Exercise details:
Copy out every line of the data exactly.

Dataset entries:
^^^^^^^^
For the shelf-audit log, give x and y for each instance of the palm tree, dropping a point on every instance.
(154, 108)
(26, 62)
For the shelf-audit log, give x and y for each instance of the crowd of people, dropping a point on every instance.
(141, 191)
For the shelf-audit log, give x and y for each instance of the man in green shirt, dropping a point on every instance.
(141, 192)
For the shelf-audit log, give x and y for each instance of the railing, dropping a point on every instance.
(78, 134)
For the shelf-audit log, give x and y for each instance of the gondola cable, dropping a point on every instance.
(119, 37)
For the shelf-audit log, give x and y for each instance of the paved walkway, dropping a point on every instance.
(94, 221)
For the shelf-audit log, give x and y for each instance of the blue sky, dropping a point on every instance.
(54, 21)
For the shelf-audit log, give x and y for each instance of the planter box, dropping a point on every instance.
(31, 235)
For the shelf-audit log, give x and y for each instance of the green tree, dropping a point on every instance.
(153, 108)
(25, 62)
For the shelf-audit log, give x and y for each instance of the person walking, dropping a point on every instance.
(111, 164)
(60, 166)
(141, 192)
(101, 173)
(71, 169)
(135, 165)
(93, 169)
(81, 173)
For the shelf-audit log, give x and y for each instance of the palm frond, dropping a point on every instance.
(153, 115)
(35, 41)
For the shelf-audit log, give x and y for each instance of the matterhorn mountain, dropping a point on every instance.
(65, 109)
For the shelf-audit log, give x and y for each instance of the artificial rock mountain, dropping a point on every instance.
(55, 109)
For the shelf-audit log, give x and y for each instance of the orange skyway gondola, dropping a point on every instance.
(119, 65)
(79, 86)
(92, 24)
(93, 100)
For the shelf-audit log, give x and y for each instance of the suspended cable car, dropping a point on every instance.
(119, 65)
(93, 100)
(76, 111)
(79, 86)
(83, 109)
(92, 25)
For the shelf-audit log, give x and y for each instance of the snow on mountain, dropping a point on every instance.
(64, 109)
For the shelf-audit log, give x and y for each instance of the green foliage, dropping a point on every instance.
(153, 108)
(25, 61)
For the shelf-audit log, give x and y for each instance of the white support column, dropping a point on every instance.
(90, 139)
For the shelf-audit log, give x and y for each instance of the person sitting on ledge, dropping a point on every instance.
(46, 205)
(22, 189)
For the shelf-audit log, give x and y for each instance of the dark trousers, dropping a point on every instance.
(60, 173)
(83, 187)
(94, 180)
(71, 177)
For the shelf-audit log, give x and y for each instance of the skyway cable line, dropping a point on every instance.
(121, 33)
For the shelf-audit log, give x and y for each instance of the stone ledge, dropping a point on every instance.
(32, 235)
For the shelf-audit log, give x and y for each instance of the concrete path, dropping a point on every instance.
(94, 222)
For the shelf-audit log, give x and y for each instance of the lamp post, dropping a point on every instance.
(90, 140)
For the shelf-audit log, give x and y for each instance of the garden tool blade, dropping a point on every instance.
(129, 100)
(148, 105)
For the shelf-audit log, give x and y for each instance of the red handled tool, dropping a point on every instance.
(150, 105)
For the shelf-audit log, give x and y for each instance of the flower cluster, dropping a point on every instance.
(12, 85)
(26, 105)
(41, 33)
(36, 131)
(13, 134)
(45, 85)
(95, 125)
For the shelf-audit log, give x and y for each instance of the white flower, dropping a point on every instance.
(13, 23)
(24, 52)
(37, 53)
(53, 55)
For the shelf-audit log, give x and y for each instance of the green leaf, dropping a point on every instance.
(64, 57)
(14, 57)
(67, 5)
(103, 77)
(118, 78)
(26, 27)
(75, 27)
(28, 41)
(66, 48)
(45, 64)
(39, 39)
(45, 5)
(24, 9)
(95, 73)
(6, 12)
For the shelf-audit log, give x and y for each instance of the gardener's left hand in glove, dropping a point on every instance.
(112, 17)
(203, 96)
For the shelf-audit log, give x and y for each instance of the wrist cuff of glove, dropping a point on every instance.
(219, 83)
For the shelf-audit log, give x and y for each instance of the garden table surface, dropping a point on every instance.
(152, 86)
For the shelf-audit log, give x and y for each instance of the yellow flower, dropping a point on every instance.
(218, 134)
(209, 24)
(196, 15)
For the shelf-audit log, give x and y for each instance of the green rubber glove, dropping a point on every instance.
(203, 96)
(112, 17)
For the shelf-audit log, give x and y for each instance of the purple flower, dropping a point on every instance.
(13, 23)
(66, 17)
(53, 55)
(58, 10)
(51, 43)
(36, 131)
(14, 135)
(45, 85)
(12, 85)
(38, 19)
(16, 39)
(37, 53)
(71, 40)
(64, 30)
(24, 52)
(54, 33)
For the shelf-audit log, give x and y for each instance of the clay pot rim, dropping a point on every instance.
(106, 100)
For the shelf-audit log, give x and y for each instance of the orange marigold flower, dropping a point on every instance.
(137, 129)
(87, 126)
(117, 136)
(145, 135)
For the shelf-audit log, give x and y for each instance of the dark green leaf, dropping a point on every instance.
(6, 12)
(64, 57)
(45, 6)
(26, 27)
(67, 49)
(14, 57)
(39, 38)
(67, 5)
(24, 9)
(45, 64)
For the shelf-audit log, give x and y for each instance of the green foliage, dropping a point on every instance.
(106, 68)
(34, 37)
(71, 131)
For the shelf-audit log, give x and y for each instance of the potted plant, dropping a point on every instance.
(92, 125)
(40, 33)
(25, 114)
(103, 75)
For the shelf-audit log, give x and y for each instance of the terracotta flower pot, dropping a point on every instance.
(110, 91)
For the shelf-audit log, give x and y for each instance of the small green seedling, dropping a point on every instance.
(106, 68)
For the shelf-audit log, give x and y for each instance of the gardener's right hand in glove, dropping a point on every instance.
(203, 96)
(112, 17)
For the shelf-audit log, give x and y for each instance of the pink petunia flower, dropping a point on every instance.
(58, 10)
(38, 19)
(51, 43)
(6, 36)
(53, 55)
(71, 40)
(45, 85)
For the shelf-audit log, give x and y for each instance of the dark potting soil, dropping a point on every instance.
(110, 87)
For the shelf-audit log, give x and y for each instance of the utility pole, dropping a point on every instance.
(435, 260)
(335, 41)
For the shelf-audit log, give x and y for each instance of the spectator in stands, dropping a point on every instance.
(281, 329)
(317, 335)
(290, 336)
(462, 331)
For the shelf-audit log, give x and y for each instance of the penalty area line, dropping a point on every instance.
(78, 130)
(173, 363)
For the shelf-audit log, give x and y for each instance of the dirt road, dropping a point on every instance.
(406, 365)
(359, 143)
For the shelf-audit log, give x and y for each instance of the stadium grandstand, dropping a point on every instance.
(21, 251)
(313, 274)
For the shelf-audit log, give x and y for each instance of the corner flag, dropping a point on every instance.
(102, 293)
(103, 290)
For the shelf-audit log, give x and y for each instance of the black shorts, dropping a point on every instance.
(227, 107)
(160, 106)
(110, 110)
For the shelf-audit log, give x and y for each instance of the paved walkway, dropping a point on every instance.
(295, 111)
^^^^^^^^
Exercise solution:
For the shelf-audit log, give x and y for each instance of the palm tree, dropping a point on every instance.
(154, 108)
(26, 62)
For the shelf-audit log, give x and y for each instance of the crowd of people, dropping a point on every instance.
(141, 191)
For the shelf-audit log, give x and y for each instance of the man in green shirt, dropping a point on every instance.
(141, 192)
For the shelf-audit log, give x and y for each instance of the railing, dropping a point on every instance.
(78, 134)
For the shelf-audit log, give x and y for each instance of the gondola cable, dropping a point on every instance.
(119, 37)
For the shelf-audit log, give x and y for each instance of the paved walkway, dropping a point on every instance.
(94, 221)
For the shelf-audit log, give x and y for each instance of the blue sky, dropping a point on every instance.
(54, 21)
For the shelf-audit log, give x and y for each instance of the planter box, dropping a point on every instance.
(31, 235)
For the shelf-audit log, give x and y for each instance of the green tree, dropping a point on every instance.
(153, 108)
(25, 62)
For the shelf-audit log, give x and y for each instance of the person walking, dropping a point on every instance.
(111, 164)
(60, 166)
(141, 192)
(101, 173)
(71, 169)
(135, 165)
(93, 169)
(81, 173)
For the shelf-audit log, give x and y for each instance of the palm frond, dropping a point on every instance.
(153, 115)
(35, 41)
For the shelf-audit log, give x and y for each instance of the matterhorn mountain, dropping a point on every instance.
(65, 109)
For the shelf-audit log, give x and y for each instance of the artificial rock mountain, dropping a point on every instance.
(55, 109)
For the shelf-audit log, give x and y for each instance of the orange skyway gondola, dropping a point on every instance.
(119, 65)
(79, 86)
(92, 24)
(93, 100)
For the shelf-audit log, give x and y for each instance of the suspended cable car, dropping a point on every instance.
(119, 65)
(93, 100)
(76, 111)
(79, 86)
(83, 109)
(92, 25)
For the shelf-audit log, give x and y for each instance of the snow on mountain, dropping a point on every instance.
(64, 109)
For the shelf-audit log, give x and y for each instance of the green foliage, dropping a point on every instance.
(153, 108)
(25, 61)
For the shelf-audit log, give x and y for each instance of the white support column, dropping a point on every instance.
(90, 139)
For the shelf-audit log, give x and y for each instance of the person sitting on ledge, dropping a point on every instance.
(46, 205)
(22, 189)
For the shelf-audit log, give x and y for each instance of the dark trousers, dropping a point on every instance.
(60, 173)
(83, 187)
(94, 180)
(71, 177)
For the shelf-audit log, give x and y for each instance of the skyway cable line, dropping a point on every instance.
(121, 33)
For the shelf-audit log, give x and y for each instance of the stone ledge, dropping a point on every instance.
(32, 235)
For the shelf-audit log, give x and y for each instance of the concrete path, dropping a point on every instance.
(94, 222)
For the shelf-audit log, give x and y for each instance of the lamp post, dropping a point on every instance.
(90, 140)
For the shelf-audit log, give x and y for each instance of the garden tool blade, dropping a point on every instance.
(129, 100)
(148, 105)
For the shelf-audit log, give x and y for each instance of the red handled tool, dropping a point on every instance.
(150, 105)
For the shelf-audit log, give x and y for each instance of the flower cluster, dropping a point on every instance.
(12, 85)
(26, 105)
(41, 33)
(36, 131)
(13, 134)
(45, 85)
(95, 125)
For the shelf-audit log, give x and y for each instance of the white flower, dropping a point on every instance.
(13, 23)
(24, 52)
(37, 53)
(53, 55)
For the shelf-audit log, give x and y for each instance of the green leaf, dropping a point on every instance.
(64, 57)
(14, 57)
(67, 5)
(103, 77)
(118, 78)
(26, 27)
(75, 27)
(28, 41)
(66, 48)
(45, 64)
(39, 39)
(45, 5)
(24, 9)
(95, 73)
(6, 12)
For the shelf-audit log, give x and y for each instance of the gardener's left hand in glove, dropping a point on every instance.
(112, 17)
(203, 96)
For the shelf-audit log, give x and y for each instance of the wrist cuff of glove, dropping a point on every instance.
(219, 83)
For the shelf-audit log, give x and y for each instance of the garden table surface, dropping a point on every instance.
(152, 86)
For the shelf-audit log, give x and y for each instance of the yellow flower, dropping a point on every instance.
(218, 134)
(209, 24)
(196, 15)
For the shelf-audit log, give x and y for each instance of the green rubber glove, dropping a point on every instance.
(203, 96)
(112, 17)
For the shelf-audit log, give x and y for each instance of the purple flower, dropping a point on every instance.
(13, 23)
(66, 17)
(53, 55)
(58, 10)
(51, 43)
(36, 131)
(14, 135)
(45, 85)
(12, 85)
(38, 19)
(16, 39)
(37, 53)
(71, 40)
(64, 30)
(24, 52)
(54, 33)
For the shelf-audit log, give x and y for each instance of the clay pot rim, dropping a point on every instance.
(106, 100)
For the shelf-audit log, give x and y for each instance of the orange marigold flower, dropping a point on every instance.
(137, 129)
(87, 126)
(117, 136)
(145, 135)
For the shelf-audit log, give x and y for each instance of the dark green leaf, dropping a point on every instance.
(6, 12)
(64, 57)
(45, 6)
(26, 27)
(67, 49)
(14, 57)
(39, 38)
(67, 5)
(24, 9)
(45, 64)
For the shelf-audit log, give x and y for each instance of the green foliage, dropping a point on every instance.
(106, 68)
(34, 37)
(71, 131)
For the shelf-audit log, give x and y for each instance of the potted plant, dropping a point on every instance.
(92, 125)
(40, 33)
(25, 114)
(103, 75)
For the shelf-audit log, give x and y for each instance of the terracotta flower pot, dropping a point on every instance.
(110, 91)
For the shelf-audit log, give x and y for each instance of the small green seedling, dropping a point on every instance.
(106, 68)
For the shelf-audit log, give x and y for each instance of the gardener's right hand in glove, dropping a point on every instance.
(203, 96)
(112, 17)
For the shelf-audit log, give x and y for each instance of the pink petunia flower, dropping a point on every instance.
(58, 10)
(38, 19)
(51, 43)
(6, 36)
(53, 55)
(71, 40)
(45, 85)
For the shelf-audit log, give x and y for each instance of the dark potting soil, dropping a point on every instance.
(110, 87)
For the shelf-audit log, give x and y for each instance of the utility pole, dropping a point on every instance.
(435, 260)
(335, 41)
For the shelf-audit log, give x and y for each instance of the spectator in stands, dropping a point on every instance.
(281, 329)
(317, 335)
(290, 336)
(462, 331)
For the shelf-audit log, give x and y for each instance of the penalty area line, dropping a point on every instance.
(78, 130)
(173, 363)
For the shelf-audit log, give x and y for each instance of the dirt road, dropping a point on every instance.
(406, 365)
(359, 143)
For the shelf-audit log, give x and y for each instance of the stadium grandstand, dropping a point on every instance.
(21, 251)
(313, 274)
For the shelf-audit log, give x and y for each instance of the corner flag, dropping a point on every instance.
(102, 293)
(103, 290)
For the shelf-audit log, give x and y for each instance of the black shorts, dropping a point on every instance.
(227, 107)
(160, 106)
(110, 110)
For the shelf-audit log, give x and y for each instance of the paved walkway, dropping a point on every instance.
(295, 111)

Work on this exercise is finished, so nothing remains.